• [EXERCISE]
Format the lines below as a numbered list, leaving out any blank lines.

[Object location labeling data]

===============

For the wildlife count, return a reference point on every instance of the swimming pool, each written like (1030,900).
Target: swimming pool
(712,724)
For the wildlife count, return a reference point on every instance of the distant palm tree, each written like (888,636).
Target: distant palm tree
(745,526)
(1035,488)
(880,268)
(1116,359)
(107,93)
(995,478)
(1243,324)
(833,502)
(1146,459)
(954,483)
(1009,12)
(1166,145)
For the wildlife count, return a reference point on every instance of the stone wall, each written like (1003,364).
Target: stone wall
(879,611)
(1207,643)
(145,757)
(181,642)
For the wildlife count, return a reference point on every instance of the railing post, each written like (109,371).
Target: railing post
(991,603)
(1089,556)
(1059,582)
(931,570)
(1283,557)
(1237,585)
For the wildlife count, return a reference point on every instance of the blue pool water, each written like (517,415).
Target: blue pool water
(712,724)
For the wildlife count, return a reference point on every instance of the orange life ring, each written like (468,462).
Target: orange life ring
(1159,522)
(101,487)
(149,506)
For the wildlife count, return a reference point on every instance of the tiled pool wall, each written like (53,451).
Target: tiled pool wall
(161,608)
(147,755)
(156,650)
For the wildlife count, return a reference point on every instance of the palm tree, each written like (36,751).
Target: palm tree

===============

• [CORRECT OUTPUT]
1. For the wildlife count, return a reference point on every instance of the swimming pool, each written like (1030,900).
2. Target: swimming pool
3. (712,724)
4. For the wildlife count, return a reference point on every instance of the distant palm tree, each written like (888,636).
5. Target: distant palm tree
6. (745,526)
7. (1035,488)
8. (880,268)
9. (1116,359)
10. (107,93)
11. (995,478)
12. (1243,324)
13. (833,502)
14. (1146,459)
15. (954,483)
16. (1009,12)
17. (1166,145)
18. For the wildlife count, return a reference point on every instance of the stone wall, each written like (1003,364).
19. Target: stone wall
20. (879,611)
21. (1207,643)
22. (145,757)
23. (181,642)
24. For the wildlife count, return a reference point on every instance of the railing post, each written like (109,371).
25. Target: railing post
26. (991,603)
27. (1089,556)
28. (1059,582)
29. (931,570)
30. (1283,557)
31. (1237,585)
32. For the wildlife count, return a reference point on every instance of the blue pool water, each written like (517,415).
33. Target: blue pool water
34. (712,724)
35. For the wildlife count, return a reference point on every instance of the orange life ring, each written like (468,462).
36. Target: orange life ring
37. (1159,522)
38. (101,487)
39. (149,506)
40. For the wildlife count, return a reference point on every instance of the tiled pool wall, each written like (53,451).
41. Target: tiled pool wall
42. (161,608)
43. (147,755)
44. (156,650)
45. For the wildlife count, return a reference point on every instance of the palm tree, each written like (36,751).
46. Target: palm tree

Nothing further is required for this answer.